* **Polecenie a**
Jakie stanowisko według tekstu o Ruchu Autonomii Śląska jest dla Jerzego Gorzelika raczej niemożliwe do odzyskania?

* **Fragment dokumentu**
-=-=-=-=-

Cyniczni gracze z RAŚ, niczym bolszewicy, dobrze wiedzą, iż zmiana granic jest utopią, ale czemuż by nie wprowadzić powolnym krokiem bałkanizacji? ANALIZA

Ruch Autonomii Śląska – dla naiwnych stowarzyszenie, będące emanacją samorządności, zalążkiem decentralizacji, obrońcą odrębności kulturowej Ślązaków. Czym jednak tak naprawdę wyróżnia się RAŚ w swoich działaniach? Truizmem będzie stwierdzenie, iż jest to ruch antypolski, pragnący za pomocą chwytliwych haseł wzbudzić zamęt na Śląsku, po to tylko by zaistnieć na scenie politycznej. Podgrzać stare resentymenty, zaprzeczyć polskości Śląska, kwestionować pod względem kulturowym przynależność ziem zachodnich do Polski. Przywódca RAŚ Jerzy Gorzelik, niczym pierwszej wody karierowicz, przeszedł długą drogę swej quasi politycznej metamorfozy, od aktywisty Solidarności Walczącej, poprzez Ligę Republikańską założyciela Związku Ludności Narodowości Śląskiej po szczyt swojej kariery przewodniczącego  Ruchu Autonomii Śląska. Gorzelik który za główne credo swojej politycznej aktywności przyjął wymazywanie wszelkich przejawów polskości na Śląsku, szczyt swojej politycznej kariery ma już za sobą, powrót na stanowisko członka zarządu województwa, jest już raczej niemożliwy. Nie uda się również uzyskać mandatu posła na Sejm, choć to marzenie nie opuszcza zapewne Gorzelika.

-=-=-=-=-

* **Polecenie b**
Przekształć w listę numerowaną wiersze rekordów od wiersza zawierającego „of the fallen” aż do końca rekordów, pomijając puste wiersze.

(Wyodrębnione wpisy danych)
-=-=-=-=-

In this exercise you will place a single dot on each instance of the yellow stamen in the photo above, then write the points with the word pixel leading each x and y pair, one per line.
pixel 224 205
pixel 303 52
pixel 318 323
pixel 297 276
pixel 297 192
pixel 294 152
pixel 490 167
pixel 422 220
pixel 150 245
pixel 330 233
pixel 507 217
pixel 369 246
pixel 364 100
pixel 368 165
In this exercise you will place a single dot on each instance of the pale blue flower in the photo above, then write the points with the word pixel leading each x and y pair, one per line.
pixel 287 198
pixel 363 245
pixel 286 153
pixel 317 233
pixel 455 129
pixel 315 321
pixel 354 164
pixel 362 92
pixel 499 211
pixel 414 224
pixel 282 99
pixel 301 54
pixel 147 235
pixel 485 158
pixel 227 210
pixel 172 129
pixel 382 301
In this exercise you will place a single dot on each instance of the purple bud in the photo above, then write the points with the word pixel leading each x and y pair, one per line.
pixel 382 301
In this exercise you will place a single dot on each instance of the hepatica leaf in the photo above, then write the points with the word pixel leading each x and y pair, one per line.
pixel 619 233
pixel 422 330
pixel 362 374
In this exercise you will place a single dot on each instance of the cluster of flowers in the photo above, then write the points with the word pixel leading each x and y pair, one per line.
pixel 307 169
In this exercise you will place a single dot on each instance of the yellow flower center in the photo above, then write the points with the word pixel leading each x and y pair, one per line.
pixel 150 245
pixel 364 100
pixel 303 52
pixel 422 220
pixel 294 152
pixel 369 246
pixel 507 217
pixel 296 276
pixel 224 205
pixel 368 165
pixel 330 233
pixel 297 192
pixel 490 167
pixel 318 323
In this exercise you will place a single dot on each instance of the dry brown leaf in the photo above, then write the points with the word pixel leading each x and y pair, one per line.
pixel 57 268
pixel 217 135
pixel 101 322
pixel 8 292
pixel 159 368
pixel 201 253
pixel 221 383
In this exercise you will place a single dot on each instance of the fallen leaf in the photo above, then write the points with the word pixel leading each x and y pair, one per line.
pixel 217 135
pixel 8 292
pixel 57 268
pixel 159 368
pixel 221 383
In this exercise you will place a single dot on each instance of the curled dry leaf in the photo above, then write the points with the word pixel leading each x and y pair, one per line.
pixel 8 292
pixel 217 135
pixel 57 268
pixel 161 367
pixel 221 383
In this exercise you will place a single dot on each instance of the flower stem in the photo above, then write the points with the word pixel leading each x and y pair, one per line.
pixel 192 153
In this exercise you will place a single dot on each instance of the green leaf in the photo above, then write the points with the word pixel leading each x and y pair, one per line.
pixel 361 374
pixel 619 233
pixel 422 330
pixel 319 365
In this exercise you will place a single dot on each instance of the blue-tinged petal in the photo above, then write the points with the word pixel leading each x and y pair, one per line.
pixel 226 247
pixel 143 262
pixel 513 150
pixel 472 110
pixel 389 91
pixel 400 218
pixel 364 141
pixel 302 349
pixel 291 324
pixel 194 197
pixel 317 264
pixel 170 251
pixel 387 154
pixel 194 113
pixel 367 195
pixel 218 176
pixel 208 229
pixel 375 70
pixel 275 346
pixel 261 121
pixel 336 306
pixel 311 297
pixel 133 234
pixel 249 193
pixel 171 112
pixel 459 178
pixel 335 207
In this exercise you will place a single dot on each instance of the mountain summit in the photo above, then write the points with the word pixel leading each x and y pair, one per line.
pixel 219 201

-=-=-=-=-

* **Rozwiązanie zadania a**
Stanowisko członka zarządu województwa.

* **Rozwiązanie zadania b**
1. In this exercise you will place a single dot on each instance of the fallen leaf in the photo above, then write the points with the word pixel leading each x and y pair, one per line.
2. pixel 217 135
3. pixel 8 292
4. pixel 57 268
5. pixel 159 368
6. pixel 221 383
7. In this exercise you will place a single dot on each instance of the curled dry leaf in the photo above, then write the points with the word pixel leading each x and y pair, one per line.
8. pixel 8 292
9. pixel 217 135
10. pixel 57 268
11. pixel 161 367
12. pixel 221 383
13. In this exercise you will place a single dot on each instance of the flower stem in the photo above, then write the points with the word pixel leading each x and y pair, one per line.
14. pixel 192 153
15. In this exercise you will place a single dot on each instance of the green leaf in the photo above, then write the points with the word pixel leading each x and y pair, one per line.
16. pixel 361 374
17. pixel 619 233
18. pixel 422 330
19. pixel 319 365
20. In this exercise you will place a single dot on each instance of the blue-tinged petal in the photo above, then write the points with the word pixel leading each x and y pair, one per line.
21. pixel 226 247
22. pixel 143 262
23. pixel 513 150
24. pixel 472 110
25. pixel 389 91
26. pixel 400 218
27. pixel 364 141
28. pixel 302 349
29. pixel 291 324
30. pixel 194 197
31. pixel 317 264
32. pixel 170 251
33. pixel 387 154
34. pixel 194 113
35. pixel 367 195
36. pixel 218 176
37. pixel 208 229
38. pixel 375 70
39. pixel 275 346
40. pixel 261 121
41. pixel 336 306
42. pixel 311 297
43. pixel 133 234
44. pixel 249 193
45. pixel 171 112
46. pixel 459 178
47. pixel 335 207
48. In this exercise you will place a single dot on each instance of the mountain summit in the photo above, then write the points with the word pixel leading each x and y pair, one per line.
49. pixel 219 201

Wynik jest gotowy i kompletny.